- [課題の内容]
GFEの読み方に関する文章から、「今回は、ローン申請をしてGF」を含む語句で始まり「yとしてまとめられています。」で終わる部分を、一字も変えずに抜き出してください。

- [本文抜粋]

モーゲージローンを選ぶ – GFEを知る(2)

今回は、ローン申請をしてGFEを集めた時点から話を始めます(GFEを知る(1)はこちら)。GFEを手にしても、その読み方がわからなくては始まりませんものね。では、ひとつひとつ、GFEでカバーされている項目について見ていきましょう。

 

“Loan amount, Years, Interest rate, and Loan type”

まずは、ローン金額、年数、利子、ローン種類などがSummaryとしてまとめられています。

Monthly Payment(月の返済額)は、元本と利子分だけの表示であり、プロパティータックスや持ち家保険料は表示されていません。GFEはあくまでモーゲージローンに関する項目に焦点が当てられているからです。その他、金利が途中で上がることがあるのか、モーゲージの支払いを決められたとおりしていてもローン残高が上がることがあるのか(Interest Onlyを支払う場合など)、月々の支払い金額が上がることがあるか、Prepayment Penalty(前倒しでローン返済したり、リファイナンスするため全額返済したりした場合のペナルティ)があるか、Balloon Payment(一時的にまとまった金額を返済すること)が要求されるかなどの条件もリストされています。これらは非常に重要な部分ですので、わからないことがあれば必ずローン担当者に質問します。

Summary of Settlement Chargesという欄がありますが、この詳細が2ページ目にリストされています。

収集したデータ項目:
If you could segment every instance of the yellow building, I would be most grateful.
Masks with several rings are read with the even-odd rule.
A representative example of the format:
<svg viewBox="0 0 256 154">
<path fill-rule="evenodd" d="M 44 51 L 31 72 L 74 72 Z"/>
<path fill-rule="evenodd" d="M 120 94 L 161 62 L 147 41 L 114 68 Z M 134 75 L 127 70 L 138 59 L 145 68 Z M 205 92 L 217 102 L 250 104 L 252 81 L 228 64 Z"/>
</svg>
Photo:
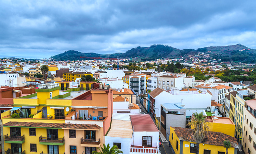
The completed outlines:
<svg viewBox="0 0 256 154">
<path fill-rule="evenodd" d="M 230 118 L 209 116 L 206 120 L 209 122 L 209 131 L 222 132 L 234 137 L 235 125 Z"/>
<path fill-rule="evenodd" d="M 63 74 L 63 79 L 67 81 L 75 81 L 77 78 L 81 78 L 83 75 L 90 75 L 93 77 L 93 75 L 91 72 L 68 71 L 64 72 Z"/>
<path fill-rule="evenodd" d="M 1 114 L 5 154 L 91 154 L 103 146 L 112 90 L 60 88 L 39 85 L 36 93 L 13 99 L 13 108 Z"/>
<path fill-rule="evenodd" d="M 197 144 L 193 139 L 193 130 L 180 127 L 170 128 L 169 140 L 175 154 L 195 154 Z M 208 132 L 200 144 L 199 154 L 224 154 L 226 148 L 223 142 L 229 140 L 232 147 L 229 149 L 229 154 L 237 154 L 238 144 L 235 138 L 224 133 Z"/>
</svg>

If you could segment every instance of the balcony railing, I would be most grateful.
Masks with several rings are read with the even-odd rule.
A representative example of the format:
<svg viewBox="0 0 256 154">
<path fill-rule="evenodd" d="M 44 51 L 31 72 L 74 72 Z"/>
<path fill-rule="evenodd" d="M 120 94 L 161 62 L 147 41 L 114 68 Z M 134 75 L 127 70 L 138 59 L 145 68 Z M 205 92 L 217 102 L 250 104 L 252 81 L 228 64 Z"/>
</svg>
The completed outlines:
<svg viewBox="0 0 256 154">
<path fill-rule="evenodd" d="M 25 136 L 9 136 L 8 134 L 4 135 L 5 141 L 22 141 L 25 140 Z"/>
<path fill-rule="evenodd" d="M 101 139 L 99 140 L 83 139 L 81 138 L 81 144 L 99 145 L 101 143 Z"/>
<path fill-rule="evenodd" d="M 39 137 L 40 142 L 63 143 L 64 141 L 64 137 L 62 138 L 43 137 L 43 135 Z"/>
<path fill-rule="evenodd" d="M 25 154 L 26 152 L 25 150 L 24 150 L 22 152 L 12 152 L 10 149 L 7 149 L 5 151 L 5 154 Z"/>
<path fill-rule="evenodd" d="M 159 154 L 159 150 L 157 147 L 130 147 L 130 154 L 131 153 L 141 153 L 141 154 Z"/>
</svg>

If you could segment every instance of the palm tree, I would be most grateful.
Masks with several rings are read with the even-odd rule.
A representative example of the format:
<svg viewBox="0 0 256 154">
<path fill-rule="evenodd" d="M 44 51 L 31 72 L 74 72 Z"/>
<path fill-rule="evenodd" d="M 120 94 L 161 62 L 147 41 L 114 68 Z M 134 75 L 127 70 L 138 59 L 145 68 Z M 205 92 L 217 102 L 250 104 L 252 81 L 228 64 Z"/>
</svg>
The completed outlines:
<svg viewBox="0 0 256 154">
<path fill-rule="evenodd" d="M 229 149 L 231 147 L 231 143 L 229 141 L 224 141 L 223 142 L 224 147 L 226 148 L 226 154 L 228 154 L 229 153 Z"/>
<path fill-rule="evenodd" d="M 47 80 L 47 73 L 48 72 L 48 71 L 49 71 L 48 66 L 46 65 L 44 65 L 41 68 L 40 68 L 40 70 L 41 70 L 42 73 L 44 75 L 44 77 L 45 77 L 45 80 L 46 80 L 46 81 Z"/>
<path fill-rule="evenodd" d="M 110 148 L 110 146 L 109 146 L 109 143 L 107 144 L 107 145 L 106 147 L 105 144 L 103 144 L 104 148 L 103 148 L 101 145 L 100 146 L 100 148 L 97 148 L 100 152 L 97 152 L 96 151 L 93 152 L 93 154 L 123 154 L 123 152 L 118 149 L 117 146 L 116 145 L 114 145 Z"/>
<path fill-rule="evenodd" d="M 193 113 L 194 117 L 191 122 L 187 124 L 193 128 L 193 134 L 194 139 L 197 143 L 197 154 L 199 154 L 200 143 L 204 139 L 207 131 L 209 130 L 208 122 L 205 121 L 207 116 L 203 115 L 203 112 L 198 113 Z"/>
</svg>

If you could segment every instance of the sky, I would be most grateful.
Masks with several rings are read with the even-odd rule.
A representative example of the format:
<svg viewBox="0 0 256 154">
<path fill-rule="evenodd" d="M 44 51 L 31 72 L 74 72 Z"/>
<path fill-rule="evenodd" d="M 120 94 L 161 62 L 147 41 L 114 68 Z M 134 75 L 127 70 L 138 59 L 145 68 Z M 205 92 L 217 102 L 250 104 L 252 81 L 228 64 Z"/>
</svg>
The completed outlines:
<svg viewBox="0 0 256 154">
<path fill-rule="evenodd" d="M 256 48 L 256 0 L 0 0 L 0 57 L 161 44 Z"/>
</svg>

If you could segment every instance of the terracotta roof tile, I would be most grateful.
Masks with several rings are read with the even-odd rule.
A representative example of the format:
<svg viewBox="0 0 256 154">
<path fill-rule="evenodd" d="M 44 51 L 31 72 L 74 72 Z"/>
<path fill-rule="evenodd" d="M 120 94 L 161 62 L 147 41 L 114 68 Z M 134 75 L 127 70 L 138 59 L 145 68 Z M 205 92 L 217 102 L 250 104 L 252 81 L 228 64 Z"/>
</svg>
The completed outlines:
<svg viewBox="0 0 256 154">
<path fill-rule="evenodd" d="M 172 127 L 174 132 L 179 138 L 179 139 L 188 142 L 195 143 L 193 135 L 193 130 L 189 128 Z M 209 145 L 224 146 L 223 142 L 224 141 L 229 140 L 230 141 L 232 147 L 238 148 L 238 144 L 235 138 L 229 136 L 222 132 L 207 132 L 205 137 L 202 141 L 202 143 Z"/>
<path fill-rule="evenodd" d="M 74 124 L 74 123 L 57 123 L 45 122 L 32 122 L 21 121 L 9 121 L 3 124 L 4 126 L 29 127 L 44 127 L 44 128 L 58 128 L 70 129 L 86 129 L 97 130 L 100 129 L 100 126 L 94 124 Z"/>
<path fill-rule="evenodd" d="M 210 106 L 217 106 L 217 107 L 220 107 L 222 106 L 222 104 L 221 104 L 220 103 L 218 103 L 217 102 L 216 102 L 215 101 L 212 101 L 210 102 Z"/>
<path fill-rule="evenodd" d="M 149 114 L 130 115 L 134 132 L 159 132 Z"/>
<path fill-rule="evenodd" d="M 129 101 L 128 99 L 126 99 L 127 101 Z M 113 101 L 125 101 L 125 98 L 121 96 L 116 97 L 113 99 Z"/>
<path fill-rule="evenodd" d="M 154 89 L 154 90 L 152 91 L 151 93 L 150 93 L 149 95 L 151 96 L 151 97 L 152 97 L 152 98 L 154 98 L 157 96 L 158 96 L 158 95 L 161 94 L 163 91 L 164 90 L 163 89 L 157 88 L 155 89 Z"/>
</svg>

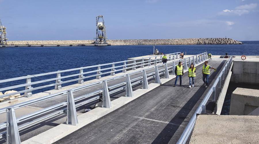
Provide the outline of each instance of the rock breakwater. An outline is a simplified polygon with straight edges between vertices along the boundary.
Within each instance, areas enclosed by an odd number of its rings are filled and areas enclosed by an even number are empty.
[[[8,45],[47,44],[80,45],[92,44],[93,40],[30,40],[9,41]],[[190,44],[236,44],[242,42],[226,38],[155,39],[140,40],[110,40],[107,42],[113,45],[166,45]]]

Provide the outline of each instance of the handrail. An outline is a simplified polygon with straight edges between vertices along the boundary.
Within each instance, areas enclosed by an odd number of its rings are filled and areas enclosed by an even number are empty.
[[[221,71],[220,74],[217,77],[216,80],[213,83],[212,86],[209,90],[201,103],[199,106],[195,111],[195,112],[193,115],[190,121],[183,132],[181,137],[178,140],[177,143],[178,144],[185,143],[194,127],[194,124],[195,124],[197,117],[197,114],[200,114],[202,112],[205,113],[206,105],[207,102],[208,102],[208,100],[212,94],[214,93],[214,94],[215,94],[215,90],[214,90],[214,89],[215,89],[216,88],[216,86],[219,82],[220,82],[220,83],[221,83],[221,79],[222,78],[222,77],[223,77],[223,79],[224,79],[225,77],[227,75],[225,75],[225,73],[227,73],[227,72],[229,72],[229,71],[231,70],[229,69],[229,68],[233,62],[232,59],[232,56],[231,56],[230,58],[226,63],[226,65],[222,69],[222,70]],[[215,95],[214,95],[214,96],[216,96]],[[215,100],[215,97],[214,100]]]

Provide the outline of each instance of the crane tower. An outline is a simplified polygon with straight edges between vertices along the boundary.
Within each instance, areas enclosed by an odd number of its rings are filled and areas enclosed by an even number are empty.
[[[96,44],[107,44],[106,27],[104,25],[103,16],[100,15],[96,17],[96,37],[94,38]]]
[[[0,20],[0,45],[7,44],[6,40],[8,39],[6,38],[6,28],[2,24]]]

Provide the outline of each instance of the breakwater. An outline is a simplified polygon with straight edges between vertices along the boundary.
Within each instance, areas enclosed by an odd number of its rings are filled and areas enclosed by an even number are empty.
[[[73,46],[93,45],[93,40],[25,40],[8,41],[8,45],[41,45],[46,46]],[[139,40],[110,40],[107,42],[113,45],[166,45],[191,44],[236,44],[242,42],[226,38],[155,39]],[[71,45],[70,46],[72,46]]]

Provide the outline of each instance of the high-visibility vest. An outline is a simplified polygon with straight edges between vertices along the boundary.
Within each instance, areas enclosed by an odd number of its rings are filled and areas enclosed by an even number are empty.
[[[167,59],[167,57],[166,56],[165,56],[165,55],[164,55],[164,56],[163,56],[162,58],[163,58],[163,59]]]
[[[203,67],[202,68],[202,73],[204,74],[209,75],[210,67],[210,65],[207,65],[206,67],[205,67],[205,65],[203,65]]]
[[[189,77],[195,77],[196,76],[196,73],[195,71],[196,70],[196,68],[193,68],[193,69],[192,71],[192,69],[191,68],[189,68]]]
[[[181,66],[181,67],[179,66],[179,65],[176,65],[177,70],[176,71],[176,75],[182,75],[182,65]]]

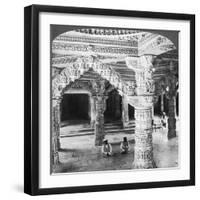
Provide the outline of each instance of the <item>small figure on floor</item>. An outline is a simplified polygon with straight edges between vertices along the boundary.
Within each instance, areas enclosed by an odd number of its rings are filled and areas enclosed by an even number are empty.
[[[128,143],[127,137],[123,138],[123,141],[121,142],[121,145],[120,145],[120,149],[121,149],[121,153],[122,154],[127,154],[128,153],[129,143]]]
[[[102,149],[101,149],[103,155],[105,156],[111,156],[112,155],[112,146],[108,142],[108,140],[103,141]]]

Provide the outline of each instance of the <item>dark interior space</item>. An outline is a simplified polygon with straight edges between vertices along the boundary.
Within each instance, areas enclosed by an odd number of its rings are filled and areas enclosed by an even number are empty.
[[[128,115],[130,120],[135,119],[135,108],[131,105],[128,105]]]
[[[154,104],[154,115],[162,115],[162,113],[161,113],[161,96],[158,97],[158,101]]]
[[[65,94],[61,102],[61,121],[89,120],[89,96]]]
[[[104,112],[105,122],[121,120],[122,97],[116,90],[109,93],[106,100],[106,110]]]

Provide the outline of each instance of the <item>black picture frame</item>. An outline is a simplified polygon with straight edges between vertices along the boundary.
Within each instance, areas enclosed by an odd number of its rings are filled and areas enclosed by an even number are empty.
[[[162,182],[39,188],[39,14],[76,13],[190,22],[190,179]],[[31,5],[24,9],[24,192],[30,195],[195,185],[195,15],[82,7]]]

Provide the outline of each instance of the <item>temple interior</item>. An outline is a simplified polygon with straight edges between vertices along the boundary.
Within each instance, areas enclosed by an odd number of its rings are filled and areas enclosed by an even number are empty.
[[[179,167],[176,46],[132,29],[82,28],[54,38],[52,173]],[[101,152],[105,139],[109,157]]]

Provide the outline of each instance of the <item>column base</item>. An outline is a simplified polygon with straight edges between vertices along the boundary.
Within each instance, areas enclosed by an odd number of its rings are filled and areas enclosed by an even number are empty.
[[[104,134],[100,136],[95,135],[95,146],[102,146],[104,137]]]
[[[134,169],[152,169],[157,168],[155,161],[149,162],[133,162]]]
[[[168,137],[168,139],[175,138],[176,137],[176,130],[174,130],[174,129],[168,130],[167,137]]]

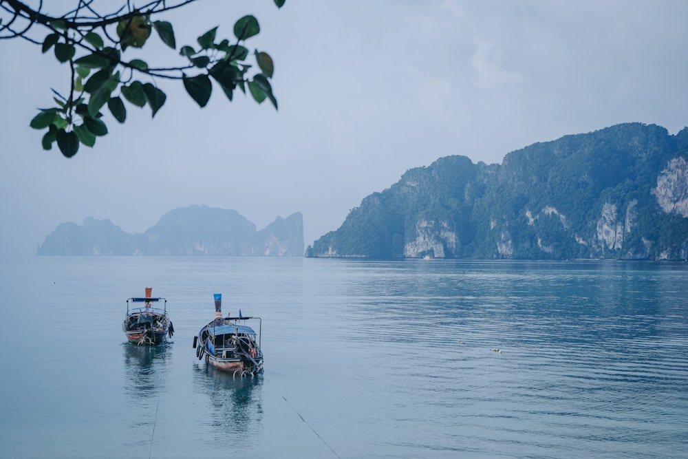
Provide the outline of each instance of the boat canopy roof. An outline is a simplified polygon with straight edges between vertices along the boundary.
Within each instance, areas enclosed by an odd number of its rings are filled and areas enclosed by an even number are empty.
[[[233,334],[234,333],[255,336],[256,334],[252,328],[245,325],[218,325],[215,326],[208,325],[208,330],[211,334],[214,334],[215,336],[219,334]]]

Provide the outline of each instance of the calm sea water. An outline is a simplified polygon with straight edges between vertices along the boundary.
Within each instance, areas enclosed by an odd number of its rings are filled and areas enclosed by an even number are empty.
[[[5,264],[0,457],[685,458],[687,275],[611,261]],[[120,328],[147,286],[175,330],[160,348]],[[262,317],[262,377],[196,359],[216,292],[224,312]]]

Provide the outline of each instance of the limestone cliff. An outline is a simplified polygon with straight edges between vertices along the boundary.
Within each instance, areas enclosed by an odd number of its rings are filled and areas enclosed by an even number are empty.
[[[688,128],[619,125],[440,158],[365,198],[310,257],[687,259]]]
[[[303,221],[297,212],[264,229],[235,211],[190,206],[171,211],[142,234],[109,220],[63,223],[38,248],[40,255],[303,255]]]

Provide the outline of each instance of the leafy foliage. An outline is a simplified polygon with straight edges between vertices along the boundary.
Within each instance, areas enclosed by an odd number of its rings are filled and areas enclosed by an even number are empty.
[[[63,155],[71,158],[80,145],[93,147],[97,137],[108,132],[103,119],[106,105],[120,123],[127,120],[125,100],[138,107],[147,105],[154,117],[166,100],[155,83],[159,79],[181,81],[202,107],[210,100],[215,81],[230,100],[237,88],[246,94],[248,87],[256,102],[268,99],[277,109],[270,83],[275,67],[267,52],[254,51],[258,71],[250,74],[253,65],[248,61],[250,54],[244,43],[260,33],[258,21],[252,15],[235,23],[233,39],[218,39],[215,27],[200,35],[196,44],[181,46],[182,61],[178,65],[153,68],[141,59],[124,56],[127,48],[142,48],[153,30],[164,44],[175,50],[173,25],[153,18],[195,1],[179,0],[173,4],[153,1],[141,8],[127,1],[114,12],[102,13],[96,12],[93,0],[75,0],[74,10],[49,16],[40,8],[32,9],[18,0],[0,0],[0,39],[22,38],[39,45],[43,54],[52,50],[55,58],[71,70],[69,90],[62,94],[54,89],[56,105],[41,109],[30,122],[34,129],[46,129],[41,140],[43,149],[50,150],[56,142]],[[277,8],[285,3],[273,1]],[[47,30],[47,34],[40,39],[36,28]]]

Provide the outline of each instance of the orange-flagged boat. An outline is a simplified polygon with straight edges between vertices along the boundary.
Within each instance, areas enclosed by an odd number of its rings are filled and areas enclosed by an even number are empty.
[[[127,316],[122,330],[129,343],[154,346],[174,334],[172,321],[167,316],[167,300],[152,297],[152,288],[147,287],[144,297],[127,300]],[[137,306],[138,303],[142,305]],[[153,307],[153,303],[162,303],[162,307]]]
[[[244,317],[241,310],[237,317],[222,317],[222,295],[214,295],[215,317],[193,337],[193,347],[199,360],[206,365],[233,376],[255,376],[263,373],[261,350],[260,317]],[[258,323],[258,333],[248,324]]]

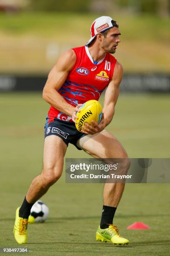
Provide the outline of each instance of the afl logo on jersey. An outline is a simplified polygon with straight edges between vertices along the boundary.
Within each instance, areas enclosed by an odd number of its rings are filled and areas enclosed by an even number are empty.
[[[109,81],[109,77],[105,71],[101,71],[99,74],[96,74],[95,79],[107,82]]]
[[[80,67],[76,69],[76,71],[78,74],[82,74],[83,76],[87,76],[87,75],[89,74],[89,71],[87,69],[82,67]]]

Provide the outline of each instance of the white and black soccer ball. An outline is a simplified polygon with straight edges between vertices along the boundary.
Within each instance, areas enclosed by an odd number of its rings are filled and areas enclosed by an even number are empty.
[[[44,222],[49,214],[48,207],[43,202],[38,200],[32,205],[28,221],[30,223]]]

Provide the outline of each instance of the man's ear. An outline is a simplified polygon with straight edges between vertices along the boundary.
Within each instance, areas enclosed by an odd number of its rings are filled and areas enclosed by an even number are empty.
[[[101,42],[102,40],[102,37],[103,36],[103,35],[102,35],[102,33],[98,33],[96,35],[97,40],[99,40],[99,41]]]

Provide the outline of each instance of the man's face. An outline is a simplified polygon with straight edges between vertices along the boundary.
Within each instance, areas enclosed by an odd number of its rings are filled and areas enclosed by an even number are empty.
[[[102,35],[101,47],[106,52],[114,54],[116,51],[116,47],[120,42],[119,36],[120,35],[119,28],[113,27],[108,29],[106,37]]]

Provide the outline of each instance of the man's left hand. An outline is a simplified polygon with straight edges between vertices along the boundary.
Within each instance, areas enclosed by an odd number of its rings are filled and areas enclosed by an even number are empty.
[[[86,134],[95,134],[98,133],[100,133],[102,131],[105,127],[104,124],[104,115],[102,114],[102,118],[99,124],[95,122],[92,121],[92,126],[86,123],[85,125],[83,127],[81,132]]]

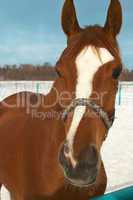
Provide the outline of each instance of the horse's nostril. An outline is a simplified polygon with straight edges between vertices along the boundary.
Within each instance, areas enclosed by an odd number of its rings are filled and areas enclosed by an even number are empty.
[[[69,147],[68,147],[68,144],[64,144],[64,153],[65,154],[69,154]]]

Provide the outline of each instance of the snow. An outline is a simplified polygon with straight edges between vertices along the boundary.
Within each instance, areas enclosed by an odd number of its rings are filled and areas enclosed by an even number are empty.
[[[47,94],[53,82],[0,82],[0,100],[19,91]],[[122,82],[116,98],[116,117],[102,147],[108,177],[107,192],[133,185],[133,82]],[[9,199],[2,188],[2,200]]]

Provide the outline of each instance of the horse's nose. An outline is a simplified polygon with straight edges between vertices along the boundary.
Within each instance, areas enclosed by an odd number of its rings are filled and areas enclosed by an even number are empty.
[[[79,156],[81,163],[87,165],[88,168],[97,165],[98,158],[99,155],[95,145],[90,145],[88,148],[84,149]]]
[[[77,164],[72,166],[71,160],[64,153],[64,145],[60,151],[60,163],[64,169],[65,176],[74,185],[84,186],[95,182],[98,174],[99,154],[94,145],[90,145],[81,151],[77,157]]]

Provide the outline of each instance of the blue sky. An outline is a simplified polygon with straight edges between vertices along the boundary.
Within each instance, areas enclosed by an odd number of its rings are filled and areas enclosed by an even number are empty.
[[[119,43],[123,62],[133,67],[133,1],[120,0],[124,23]],[[64,0],[0,0],[0,64],[55,64],[66,46],[60,15]],[[103,25],[109,0],[75,0],[81,26]]]

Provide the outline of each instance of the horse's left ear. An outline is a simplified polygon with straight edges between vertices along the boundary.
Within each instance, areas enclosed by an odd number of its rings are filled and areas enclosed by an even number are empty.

- [解答]
今回は、ローン申請をしてGFEを集めた時点から話を始めます(GFEを知る(1)はこちら)。GFEを手にしても、その読み方がわからなくては始まりませんものね。では、ひとつひとつ、GFEでカバーされている項目について見ていきましょう。

 

“Loan amount, Years, Interest rate, and Loan type”

まずは、ローン金額、年数、利子、ローン種類などがSummaryとしてまとめられています。